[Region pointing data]

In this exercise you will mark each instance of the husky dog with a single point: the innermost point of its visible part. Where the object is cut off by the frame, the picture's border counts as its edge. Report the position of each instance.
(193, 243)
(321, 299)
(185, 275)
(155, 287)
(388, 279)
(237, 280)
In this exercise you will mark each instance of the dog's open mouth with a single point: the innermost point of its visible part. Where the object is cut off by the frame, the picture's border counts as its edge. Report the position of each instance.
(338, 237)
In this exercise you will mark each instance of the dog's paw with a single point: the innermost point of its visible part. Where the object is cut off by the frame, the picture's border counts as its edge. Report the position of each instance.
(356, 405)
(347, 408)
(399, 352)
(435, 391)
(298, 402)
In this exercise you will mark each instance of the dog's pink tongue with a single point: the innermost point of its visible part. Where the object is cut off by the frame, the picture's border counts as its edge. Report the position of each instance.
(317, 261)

* * *

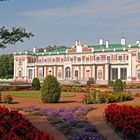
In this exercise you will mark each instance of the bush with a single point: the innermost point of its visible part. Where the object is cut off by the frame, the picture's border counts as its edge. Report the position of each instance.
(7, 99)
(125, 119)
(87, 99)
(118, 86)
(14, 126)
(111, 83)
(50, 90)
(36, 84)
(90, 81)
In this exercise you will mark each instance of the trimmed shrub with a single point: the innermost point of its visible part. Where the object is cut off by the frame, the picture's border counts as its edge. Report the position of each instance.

*Task goal:* Set down, from the entries above, exactly the lines from the one with "In this exercise you will mark each instance of the bush" up to and including the one with "In this exercise you will mark each instance of the trimmed", and no other lines.

*Task output:*
In this exercise you will mark each instance of the bush with a single point: the innermost point of its visible part. Where the object is cut off by the frame, the picture's border counts as its edge. Report the position of each instance.
(7, 99)
(125, 119)
(87, 99)
(118, 86)
(14, 126)
(111, 83)
(50, 90)
(36, 84)
(90, 81)
In this exercise you will mark each instance of the trimmed shrub with a single point: the innermost point of its visible part. Where the object is cut off by the frame, the picture's border counts as its edge. Report the position of each instance.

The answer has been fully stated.